__Prompt__.
All of the records below must be reproduced exactly, minus any pictures.

__Collected data entries__.
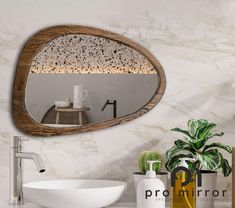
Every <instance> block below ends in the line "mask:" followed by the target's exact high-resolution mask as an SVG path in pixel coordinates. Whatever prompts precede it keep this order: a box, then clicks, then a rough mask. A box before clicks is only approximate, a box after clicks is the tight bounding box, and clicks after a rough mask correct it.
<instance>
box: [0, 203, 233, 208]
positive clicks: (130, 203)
mask: <svg viewBox="0 0 235 208" xmlns="http://www.w3.org/2000/svg"><path fill="white" fill-rule="evenodd" d="M134 207H136V206H135V203H128V202H121V203H116V204H114V205H112V206H109V208H134ZM167 207H169V206H167ZM231 207H232V206H231V203H228V202H218V203H216V204H215V207H214V208H231ZM0 208H41V207H40V206H38V205H35V204H32V203H29V202H26V203H25V204H22V205H10V204H8V203H1V202H0Z"/></svg>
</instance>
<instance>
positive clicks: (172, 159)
mask: <svg viewBox="0 0 235 208" xmlns="http://www.w3.org/2000/svg"><path fill="white" fill-rule="evenodd" d="M185 157H187V158H188V157H189V158H193V155H192V154H179V155H175V156H174V157H172V158H171V159H169V160H168V161H167V162H166V164H165V167H166V169H167V170H168V171H169V172H171V171H172V170H174V169H175V168H176V167H177V166H178V165H179V164H180V162H181V161H180V158H185Z"/></svg>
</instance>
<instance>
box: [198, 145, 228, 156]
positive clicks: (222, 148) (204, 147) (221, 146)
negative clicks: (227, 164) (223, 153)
mask: <svg viewBox="0 0 235 208" xmlns="http://www.w3.org/2000/svg"><path fill="white" fill-rule="evenodd" d="M211 147H218V148H221V149H224V150H225V151H227V152H229V153H230V154H231V153H232V148H231V147H230V146H229V145H224V144H221V143H212V144H208V145H205V147H204V148H203V151H202V152H204V151H205V150H207V149H209V148H211Z"/></svg>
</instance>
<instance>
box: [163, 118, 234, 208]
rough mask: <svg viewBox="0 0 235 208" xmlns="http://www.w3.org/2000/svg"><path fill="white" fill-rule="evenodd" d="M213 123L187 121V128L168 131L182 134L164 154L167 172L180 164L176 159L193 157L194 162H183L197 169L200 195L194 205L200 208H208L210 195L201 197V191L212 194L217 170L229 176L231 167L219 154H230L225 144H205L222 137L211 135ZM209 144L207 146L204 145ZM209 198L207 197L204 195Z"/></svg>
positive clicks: (214, 183)
mask: <svg viewBox="0 0 235 208" xmlns="http://www.w3.org/2000/svg"><path fill="white" fill-rule="evenodd" d="M215 127H216V124H215V123H210V122H208V121H207V120H203V119H200V120H194V119H192V120H189V121H188V129H186V130H184V129H180V128H174V129H171V130H172V131H176V132H181V133H183V134H184V138H183V139H178V140H176V141H175V145H174V146H173V147H172V148H171V149H169V150H168V151H167V153H166V156H167V162H166V165H165V166H166V169H167V170H168V171H169V172H171V171H172V170H174V169H175V168H176V167H177V166H179V165H180V158H193V159H194V161H193V162H192V161H187V164H188V167H189V169H191V170H192V171H194V170H195V169H198V170H200V171H201V173H202V187H198V188H199V189H200V190H202V194H203V195H202V196H200V195H199V197H198V196H197V206H198V207H200V208H204V207H205V208H212V207H213V196H212V195H211V193H210V195H209V194H207V195H206V196H205V195H204V191H205V190H209V191H213V190H214V189H215V185H216V176H217V172H216V171H217V170H220V169H221V170H222V173H223V175H224V176H225V177H226V176H229V175H230V173H231V171H232V168H231V166H230V164H229V162H228V160H226V159H225V158H224V156H223V154H222V153H221V152H220V151H219V149H222V150H225V151H227V152H228V153H230V154H231V153H232V149H231V147H230V146H228V145H224V144H221V143H217V142H215V143H211V142H210V143H209V141H211V139H212V138H213V137H215V136H223V135H224V133H223V132H220V133H217V132H214V131H213V130H214V129H215ZM208 143H209V144H208ZM208 195H209V196H208Z"/></svg>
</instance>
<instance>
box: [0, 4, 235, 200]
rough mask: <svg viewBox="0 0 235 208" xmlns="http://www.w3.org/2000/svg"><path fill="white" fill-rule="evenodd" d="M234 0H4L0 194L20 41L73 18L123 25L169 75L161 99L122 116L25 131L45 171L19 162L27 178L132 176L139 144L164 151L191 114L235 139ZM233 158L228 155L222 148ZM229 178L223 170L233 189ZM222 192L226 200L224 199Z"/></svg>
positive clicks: (76, 19)
mask: <svg viewBox="0 0 235 208" xmlns="http://www.w3.org/2000/svg"><path fill="white" fill-rule="evenodd" d="M234 9H235V2H234V1H233V0H206V1H205V0H198V1H194V0H179V1H171V0H159V1H155V0H147V1H145V0H137V1H136V0H125V1H124V0H120V1H114V0H100V1H92V0H87V1H83V0H79V1H72V0H67V1H65V0H61V1H56V0H51V1H32V0H28V1H26V0H22V1H16V0H12V1H3V0H1V1H0V14H1V18H0V83H1V84H0V92H1V94H0V95H1V96H0V117H1V121H0V148H1V151H0V170H1V171H0V201H7V196H8V165H9V162H8V160H9V158H8V148H9V139H10V137H12V136H13V135H18V134H22V133H20V132H19V131H18V130H17V129H16V128H15V126H14V124H13V122H12V118H11V89H12V83H13V80H14V73H15V66H16V63H17V59H18V55H19V53H20V50H21V48H22V46H23V44H24V42H25V41H26V40H27V39H28V38H29V37H30V36H31V35H32V34H34V33H35V32H36V31H38V30H40V29H42V28H45V27H47V26H51V25H58V24H60V25H61V24H76V25H79V24H81V25H88V26H94V27H99V28H102V29H106V30H110V31H112V32H116V33H119V34H123V35H125V36H127V37H129V38H132V39H133V40H135V41H137V42H138V43H140V44H142V45H143V46H145V47H146V48H147V49H149V50H150V51H151V52H152V53H153V54H154V55H155V56H156V57H157V58H158V60H159V61H160V62H161V64H162V65H163V67H164V70H165V72H166V76H167V89H166V93H165V95H164V96H163V99H162V100H161V102H160V103H159V104H158V106H157V107H155V108H154V109H153V110H151V111H150V112H149V113H147V114H145V115H144V116H142V117H140V118H138V119H136V120H134V121H131V122H129V123H126V124H124V125H120V126H116V127H112V128H109V129H104V130H100V131H96V132H89V133H84V134H77V135H70V136H58V137H52V138H46V139H44V138H40V137H30V136H25V137H26V138H29V139H30V141H28V142H25V144H24V148H25V151H34V152H38V153H39V154H40V155H42V157H43V159H44V161H45V165H46V167H47V172H46V173H45V174H38V173H37V171H36V169H35V167H34V164H33V163H32V162H30V161H27V162H25V181H34V180H44V179H51V178H94V177H95V178H108V179H119V180H125V181H127V182H128V184H129V188H128V192H127V194H126V195H125V196H124V197H123V199H122V200H123V201H133V200H134V188H133V183H132V180H133V179H132V172H134V171H135V170H137V162H136V158H137V156H138V154H139V152H140V151H142V150H146V149H152V150H159V151H160V152H161V153H162V154H164V152H165V150H166V149H167V148H169V147H170V146H171V145H172V143H173V140H174V139H176V138H178V136H179V135H178V134H175V133H172V132H170V131H169V129H170V128H172V127H175V126H179V127H184V126H185V123H186V121H187V120H188V119H190V118H205V119H209V120H211V121H214V122H216V123H219V126H218V129H219V130H223V131H224V132H225V136H224V137H223V138H217V139H216V141H223V142H224V143H228V144H230V145H235V142H234V133H235V130H234V129H235V128H234V126H235V108H234V103H235V82H234V80H235V57H234V53H235V45H234V43H235V26H234V25H235V22H234V19H235V13H234ZM228 157H229V156H228ZM230 182H231V178H223V177H220V178H219V182H218V185H219V186H220V185H221V184H224V186H225V187H229V189H230V190H231V183H230ZM229 198H230V195H228V196H227V198H225V199H222V200H228V199H229Z"/></svg>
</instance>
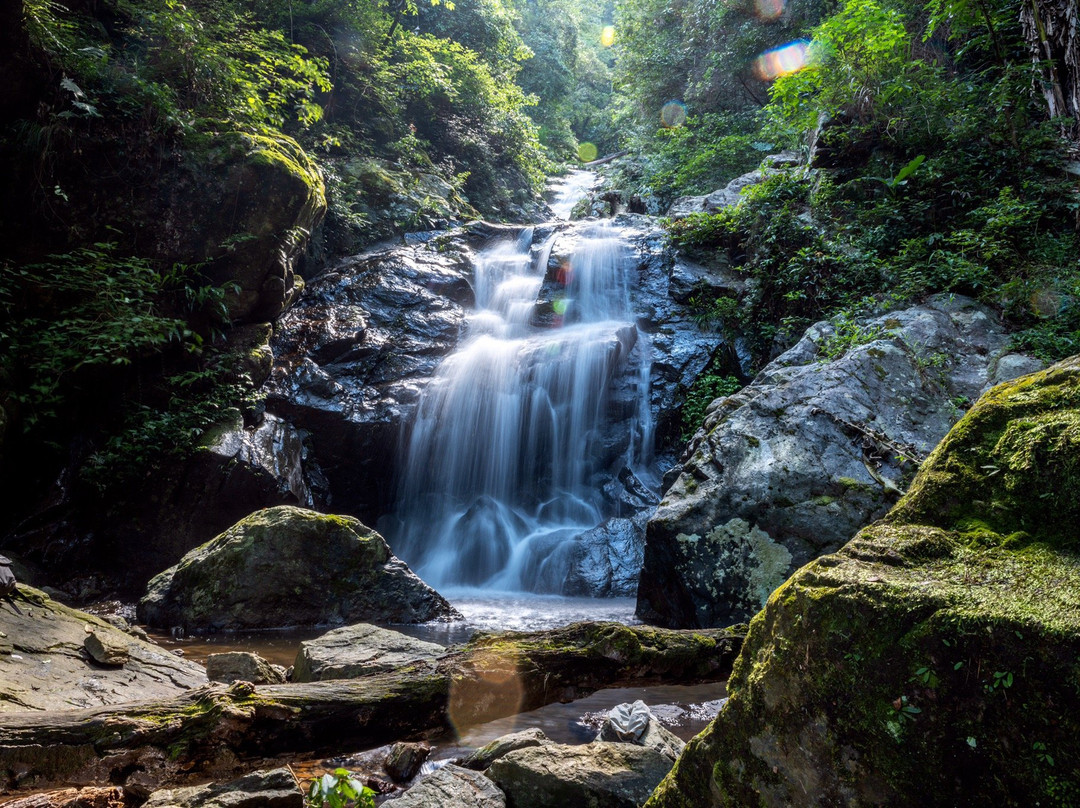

__Answer for this exercise__.
Every <instance> block below ends in the line "mask:" followed by the target's exact high-resolution mask as an SVG path in pixel coordinates. Whatever prompts precede it keep this order: a box, then clicks, then a rough mask. A box before clicks is only approximate, a box after clicks is the tight bounding box, and clicks after a rough mask correct it.
<instance>
box: [0, 203, 233, 208]
positive clicks: (130, 203)
mask: <svg viewBox="0 0 235 208" xmlns="http://www.w3.org/2000/svg"><path fill="white" fill-rule="evenodd" d="M134 207H136V206H135V203H128V202H121V203H116V204H114V205H112V206H109V208H134ZM167 207H169V206H167ZM231 207H232V206H231V203H228V202H218V203H216V204H215V207H214V208H231ZM0 208H41V207H40V206H38V205H35V204H32V203H29V202H26V203H25V204H22V205H10V204H8V203H1V202H0Z"/></svg>
</instance>
<instance>
positive clicks: (172, 159)
mask: <svg viewBox="0 0 235 208" xmlns="http://www.w3.org/2000/svg"><path fill="white" fill-rule="evenodd" d="M185 157H187V158H188V157H189V158H193V155H192V154H179V155H175V156H174V157H172V158H171V159H169V160H168V161H167V162H166V164H165V167H166V169H167V170H168V171H169V172H171V171H172V170H174V169H175V168H176V167H177V166H178V165H179V164H180V162H181V161H180V158H185Z"/></svg>
</instance>
<instance>
box: [198, 145, 228, 156]
positive clicks: (222, 148) (204, 147) (221, 146)
negative clicks: (227, 164) (223, 153)
mask: <svg viewBox="0 0 235 208" xmlns="http://www.w3.org/2000/svg"><path fill="white" fill-rule="evenodd" d="M211 147H218V148H221V149H224V150H225V151H227V152H229V153H230V154H231V153H232V148H231V147H230V146H229V145H224V144H221V143H212V144H208V145H205V147H204V148H203V151H202V152H204V151H205V150H207V149H209V148H211Z"/></svg>
</instance>
<instance>
box: [163, 118, 234, 208]
rough mask: <svg viewBox="0 0 235 208" xmlns="http://www.w3.org/2000/svg"><path fill="white" fill-rule="evenodd" d="M213 123L187 121V128L168 131L182 134L164 154L167 172L180 164L176 159L193 157L194 162H183L197 169L200 195L194 205L200 208H208L210 195L201 197V191L212 194L217 170L229 176L231 167L219 154H230L225 144H205L222 137L211 135ZM209 144L207 146L204 145ZM209 198L207 197L204 195Z"/></svg>
positive clicks: (214, 183)
mask: <svg viewBox="0 0 235 208" xmlns="http://www.w3.org/2000/svg"><path fill="white" fill-rule="evenodd" d="M215 127H216V124H215V123H210V122H208V121H207V120H203V119H200V120H194V119H192V120H189V121H188V129H186V130H184V129H180V128H174V129H171V130H172V131H176V132H181V133H183V134H184V138H183V139H178V140H176V141H175V145H174V146H173V147H172V148H171V149H169V150H168V151H167V153H166V156H167V162H166V165H165V166H166V169H167V170H168V171H169V172H171V171H172V170H174V169H175V168H176V167H177V166H179V165H180V158H193V159H194V161H193V162H192V161H187V164H188V167H189V169H191V170H192V171H194V170H195V169H198V170H200V171H201V173H202V187H198V188H199V189H200V190H202V194H203V195H202V196H200V195H199V197H198V196H197V206H198V207H200V208H204V207H205V208H212V207H213V196H212V195H211V193H210V195H209V194H207V195H206V196H205V195H204V191H205V190H209V191H213V190H214V189H215V185H216V176H217V172H216V171H217V170H220V169H221V170H222V173H223V175H224V176H225V177H226V176H229V175H230V173H231V171H232V168H231V166H230V164H229V162H228V160H226V159H225V158H224V156H223V154H222V153H221V152H220V151H219V149H222V150H225V151H227V152H228V153H230V154H231V153H232V149H231V147H230V146H228V145H224V144H221V143H217V142H215V143H211V142H210V143H209V141H211V139H212V138H213V137H215V136H223V135H224V133H223V132H220V133H217V132H214V131H213V130H214V129H215ZM208 143H209V144H208ZM208 195H209V196H208Z"/></svg>
</instance>
<instance>
box: [0, 4, 235, 200]
rough mask: <svg viewBox="0 0 235 208" xmlns="http://www.w3.org/2000/svg"><path fill="white" fill-rule="evenodd" d="M234 0H4L0 194L20 41L73 18L123 25L169 75L161 99L122 116L25 131L45 171L19 162L27 178L132 176L139 144L164 151L191 114L235 139ZM233 158L228 155L222 148ZM229 178L223 170L233 189ZM222 192L226 200L224 199Z"/></svg>
positive clicks: (76, 19)
mask: <svg viewBox="0 0 235 208" xmlns="http://www.w3.org/2000/svg"><path fill="white" fill-rule="evenodd" d="M234 9H235V2H234V1H233V0H206V1H205V0H198V1H194V0H179V1H171V0H159V1H155V0H147V1H145V0H137V1H136V0H125V1H124V0H120V1H114V0H100V1H92V0H87V1H83V0H79V1H72V0H67V1H65V0H61V1H56V0H51V1H32V0H28V1H26V0H22V1H16V0H12V1H3V0H1V1H0V14H1V18H0V83H1V84H0V92H1V94H0V95H1V96H0V117H1V121H0V148H1V151H0V170H1V171H0V201H7V196H8V165H9V162H8V160H9V158H8V148H9V139H10V137H12V136H13V135H18V134H22V133H20V132H19V131H18V130H17V129H16V128H15V126H14V124H13V122H12V118H11V89H12V83H13V80H14V73H15V66H16V63H17V59H18V55H19V53H20V50H21V48H22V46H23V44H24V42H25V41H26V40H27V39H28V38H29V37H30V36H31V35H32V34H34V33H35V32H36V31H38V30H40V29H42V28H45V27H47V26H51V25H58V24H60V25H61V24H76V25H79V24H81V25H88V26H94V27H99V28H102V29H106V30H110V31H112V32H116V33H119V34H123V35H125V36H127V37H129V38H132V39H133V40H135V41H137V42H138V43H140V44H142V45H143V46H145V47H146V48H147V49H149V50H150V51H151V52H152V53H153V54H154V55H155V56H156V57H157V58H158V60H159V61H160V62H161V64H162V65H163V67H164V70H165V72H166V76H167V89H166V93H165V95H164V96H163V99H162V100H161V102H160V103H159V104H158V106H157V107H155V108H154V109H153V110H151V111H150V112H149V113H147V114H145V115H144V116H142V117H140V118H138V119H136V120H134V121H131V122H129V123H126V124H124V125H120V126H116V127H112V128H109V129H104V130H100V131H96V132H89V133H84V134H77V135H70V136H58V137H52V138H46V139H44V138H40V137H30V136H25V137H26V138H29V139H30V141H28V142H25V144H24V148H25V151H34V152H38V153H39V154H40V155H42V157H43V159H44V161H45V165H46V167H47V172H46V173H45V174H38V173H37V171H36V169H35V167H34V164H33V163H32V162H30V161H27V162H25V181H34V180H44V179H51V178H94V177H95V178H108V179H119V180H125V181H127V182H128V184H129V188H128V192H127V194H126V195H125V196H124V197H123V199H122V200H123V201H133V200H134V188H133V183H132V180H133V179H132V172H134V171H135V170H137V162H136V158H137V156H138V154H139V152H140V151H142V150H146V149H152V150H159V151H160V152H161V153H162V154H164V152H165V150H166V149H167V148H169V147H170V146H171V145H172V143H173V140H174V139H176V138H178V136H179V135H178V134H175V133H172V132H170V131H169V129H170V128H172V127H175V126H179V127H184V126H185V123H186V121H187V120H188V119H190V118H205V119H209V120H211V121H214V122H216V123H219V126H218V129H219V130H223V131H224V132H225V136H224V137H223V138H217V139H216V141H223V142H224V143H228V144H230V145H235V142H234V133H235V130H234V129H235V128H234V126H235V108H234V103H235V82H234V80H235V57H234V53H235V45H234V43H235V26H234V25H235V22H234V19H235V13H234ZM228 157H229V156H228ZM230 182H231V178H223V177H220V178H219V182H218V185H219V186H220V185H221V184H224V186H225V187H229V189H230V190H231V183H230ZM229 198H230V195H228V196H227V198H225V199H222V200H228V199H229Z"/></svg>
</instance>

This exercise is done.